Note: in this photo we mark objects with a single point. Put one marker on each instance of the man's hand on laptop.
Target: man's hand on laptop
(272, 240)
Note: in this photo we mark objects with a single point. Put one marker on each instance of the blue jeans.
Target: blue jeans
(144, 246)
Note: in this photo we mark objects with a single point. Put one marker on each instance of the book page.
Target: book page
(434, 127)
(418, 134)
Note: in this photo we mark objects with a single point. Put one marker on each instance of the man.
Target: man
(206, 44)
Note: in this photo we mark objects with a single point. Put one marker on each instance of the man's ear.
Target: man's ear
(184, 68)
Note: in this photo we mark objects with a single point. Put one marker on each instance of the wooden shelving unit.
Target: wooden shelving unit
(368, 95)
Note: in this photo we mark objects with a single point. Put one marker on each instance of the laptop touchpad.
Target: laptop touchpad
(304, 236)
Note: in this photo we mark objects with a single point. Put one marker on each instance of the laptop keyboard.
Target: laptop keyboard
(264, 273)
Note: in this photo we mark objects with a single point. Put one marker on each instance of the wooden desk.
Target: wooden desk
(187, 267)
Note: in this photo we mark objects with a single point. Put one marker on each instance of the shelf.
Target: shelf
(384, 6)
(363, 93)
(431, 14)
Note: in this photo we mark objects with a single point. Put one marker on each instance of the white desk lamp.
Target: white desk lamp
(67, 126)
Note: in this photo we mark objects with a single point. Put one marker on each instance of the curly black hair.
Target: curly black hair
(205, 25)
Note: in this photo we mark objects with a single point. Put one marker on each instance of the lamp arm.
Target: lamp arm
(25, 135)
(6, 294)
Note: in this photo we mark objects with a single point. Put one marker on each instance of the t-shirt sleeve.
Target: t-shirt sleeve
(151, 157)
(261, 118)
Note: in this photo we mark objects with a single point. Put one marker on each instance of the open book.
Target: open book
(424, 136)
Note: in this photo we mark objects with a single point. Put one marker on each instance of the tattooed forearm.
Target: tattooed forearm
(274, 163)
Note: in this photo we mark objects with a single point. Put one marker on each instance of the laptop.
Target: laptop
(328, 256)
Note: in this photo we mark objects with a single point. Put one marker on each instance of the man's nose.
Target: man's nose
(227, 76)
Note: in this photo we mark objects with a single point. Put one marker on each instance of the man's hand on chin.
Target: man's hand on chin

# # # # # # #

### Problem statement
Write out all the data again, exactly as it appears.

### Result
Note: in this photo we mark objects with a single point. Put one marker on each instance of the man's hand on laptop.
Target: man's hand on laptop
(272, 240)
Note: in this photo we mark objects with a single point. Put one marker on each instance of the blue jeans.
Target: blue jeans
(144, 246)
Note: in this photo we mark objects with a single point. Put one marker on each instance of the book page.
Target: book page
(434, 127)
(418, 134)
Note: in this photo we mark objects with a single point. Put one marker on each instance of the man.
Target: man
(206, 44)
Note: in this photo we mark objects with a single point. Put one marker on each instance of the man's ear.
Target: man's ear
(184, 68)
Note: in this photo we mark objects with a single point. Put one marker on each instance of the wooden shelving unit.
Target: wooden shelving unit
(368, 95)
Note: in this photo we mark objects with a single point. Put one marker on each instance of the laptop touchpad.
Target: laptop touchpad
(304, 236)
Note: in this photo we mark objects with a single point. Put one marker on each instance of the laptop keyboard.
Target: laptop keyboard
(264, 273)
Note: in this photo we mark objects with a single point. Put one marker on each instance of the wooden desk.
Target: wooden desk
(187, 267)
Note: in this photo we mark objects with a single point. Put one marker on each instance of the shelf.
Target: shelf
(384, 6)
(363, 93)
(431, 14)
Note: in this photo we mark objects with a single point. Put one marker on each instance of the white desk lamp.
Target: white desk lamp
(67, 126)
Note: in this photo we mark objects with a single point. Put one marker on each instance of the curly black hair.
Target: curly black hair
(205, 25)
Note: in this photo we mark objects with a single point. Put one marker on each instance of the lamp arm.
Target: lamp arm
(25, 135)
(6, 294)
Note: in this photo we mark objects with a single point. Put one marker on each instance of the t-shirt sleeve.
Target: t-shirt sleeve
(151, 157)
(261, 118)
Note: in this photo we mark objects with a single point. Put one marker on each instance of the open book.
Target: open book
(424, 136)
Note: in this photo we mark objects with a single point. Put one marker on each instance of the tattooed forearm.
Target: tattooed forearm
(274, 163)
Note: in this photo we mark objects with a single point. Put one marker on each instance of the laptop.
Target: laptop
(328, 256)
Note: in this photo we mark objects with a single point. Put one marker on each instance of the man's nose.
Target: man's nose
(227, 76)
Note: in this photo we mark objects with a single point. Put one marker on each instance of the man's hand on chin.
Target: man's hand on chin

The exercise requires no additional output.